● Stated task:
Put each line of the entries below into a JSON array of strings, one string per line, omitting blank lines and the pictures.

● Information supplied:
▼▼▼
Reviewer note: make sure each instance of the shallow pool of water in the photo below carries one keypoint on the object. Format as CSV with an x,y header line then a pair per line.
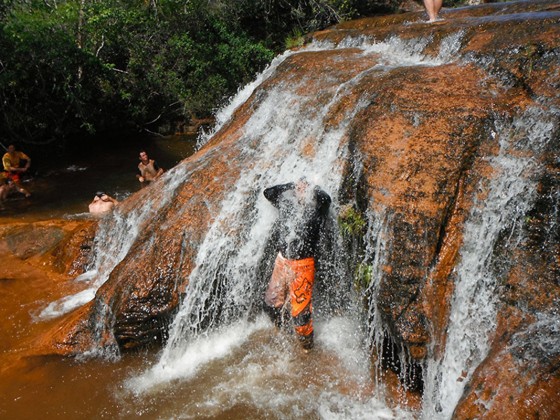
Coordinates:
x,y
64,186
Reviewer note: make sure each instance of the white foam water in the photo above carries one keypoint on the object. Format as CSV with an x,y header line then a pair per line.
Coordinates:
x,y
472,319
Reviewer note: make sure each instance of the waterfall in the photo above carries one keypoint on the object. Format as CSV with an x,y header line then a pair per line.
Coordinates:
x,y
500,214
285,138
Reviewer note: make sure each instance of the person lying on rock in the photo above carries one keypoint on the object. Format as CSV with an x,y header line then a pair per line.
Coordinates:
x,y
15,164
102,203
302,211
148,169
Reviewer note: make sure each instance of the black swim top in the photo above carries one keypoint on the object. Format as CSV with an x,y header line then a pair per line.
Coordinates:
x,y
300,220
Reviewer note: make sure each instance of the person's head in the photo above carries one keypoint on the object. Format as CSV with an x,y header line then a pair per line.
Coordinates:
x,y
143,156
302,187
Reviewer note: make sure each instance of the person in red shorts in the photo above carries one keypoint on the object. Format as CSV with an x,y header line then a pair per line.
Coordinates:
x,y
14,166
302,212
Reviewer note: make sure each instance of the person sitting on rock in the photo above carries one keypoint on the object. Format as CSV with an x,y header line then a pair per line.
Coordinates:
x,y
148,169
6,186
302,213
102,203
15,164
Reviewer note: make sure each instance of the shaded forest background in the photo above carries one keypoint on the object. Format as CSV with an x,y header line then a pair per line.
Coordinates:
x,y
76,68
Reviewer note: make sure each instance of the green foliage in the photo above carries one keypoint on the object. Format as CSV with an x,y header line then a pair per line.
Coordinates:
x,y
351,223
71,67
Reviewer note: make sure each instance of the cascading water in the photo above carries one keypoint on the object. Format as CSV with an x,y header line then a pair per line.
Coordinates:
x,y
215,320
472,320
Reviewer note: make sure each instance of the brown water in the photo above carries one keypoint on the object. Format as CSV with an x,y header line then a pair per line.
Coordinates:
x,y
244,371
64,185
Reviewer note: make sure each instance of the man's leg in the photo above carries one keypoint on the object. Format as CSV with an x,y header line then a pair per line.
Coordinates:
x,y
277,291
301,290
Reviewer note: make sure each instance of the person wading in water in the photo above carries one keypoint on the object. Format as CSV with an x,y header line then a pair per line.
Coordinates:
x,y
148,169
302,212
▲▲▲
● Output below:
[
  "Reviewer note: make sure each instance of the shallow pool of water in the photo below carries one keypoint on the object. Format as CSV with an x,y header line then a pair per line.",
  "Coordinates:",
  "x,y",
  "64,186",
  "Reviewer note: make sure each instance of the white foam water in the photo above carries one keypoint on the object. Format as CSV with an x,y header line then a pair per line.",
  "Coordinates:",
  "x,y",
  "472,319",
  "Reviewer note: make sure each instance of the waterfall in the photo above carries one keypoint on the object. Format as CSV with an x,y header line then a pair per line.",
  "Coordinates:",
  "x,y",
  "500,214",
  "285,138",
  "Reviewer note: make sure each instance of the person lying on rock in the photo above carries one keypoint on the object. Format as CSV with an x,y header line then a pair per line.",
  "Coordinates:",
  "x,y",
  "15,164",
  "102,203",
  "302,211",
  "148,169",
  "Reviewer note: make sure each instance of the black swim top in the photo above carries one keypoint on the object. Format as CSV with an x,y header line then a pair per line.",
  "Coordinates:",
  "x,y",
  "300,220",
  "Reviewer note: make sure each instance of the person's head in the photo above carries one keypoint on the object. Format as CSV with an x,y header line then a pair per line.",
  "Coordinates:",
  "x,y",
  "143,156",
  "302,187",
  "Reviewer note: make sure each instance of the person in red shorts in the photo above carries one keypoint on the object. Format as CSV with an x,y header line then a pair per line.",
  "Coordinates:",
  "x,y",
  "14,166",
  "302,212",
  "Reviewer note: make sure each instance of the person sitting on rock in the photo above carries one keypoint on the object. Format as CSV with an x,y header line then a pair per line.",
  "Coordinates:",
  "x,y",
  "148,169",
  "6,186",
  "302,213",
  "102,203",
  "15,164",
  "Reviewer note: make sure each instance of the shaded forest background in the photo above carries one keypoint on the object. Format as CSV with an x,y header line then a pair per line.",
  "Coordinates:",
  "x,y",
  "76,68",
  "Reviewer note: make sure each instance of the green foliage in the photo above carries one keypoint on the object. Format as CSV with an x,y header line then a pair per line.",
  "Coordinates:",
  "x,y",
  "351,223",
  "71,67",
  "Reviewer note: make sure each instance of the cascading water in the photo above carries one keypoint on the object. Format as CSV with an x,y header line then a pair per line.",
  "Coordinates:",
  "x,y",
  "215,320",
  "472,320",
  "Reviewer note: make sure each instance of the brown water in the photo above carries one keypoint on the object. Format as CSV with an x,y header line then a pair per line.",
  "Coordinates:",
  "x,y",
  "244,371",
  "64,185",
  "Reviewer note: make sure each instance of the man's leg in the photo above carries one keypoint on the object. Format as CSV with an x,y header line then a pair per line.",
  "Coordinates:",
  "x,y",
  "277,291",
  "301,290",
  "Reviewer note: make sure each instance of the person wading in water in the photo above carries one keypoint on the object. Format as CSV with an x,y header line then a pair per line.",
  "Coordinates:",
  "x,y",
  "148,169",
  "302,212"
]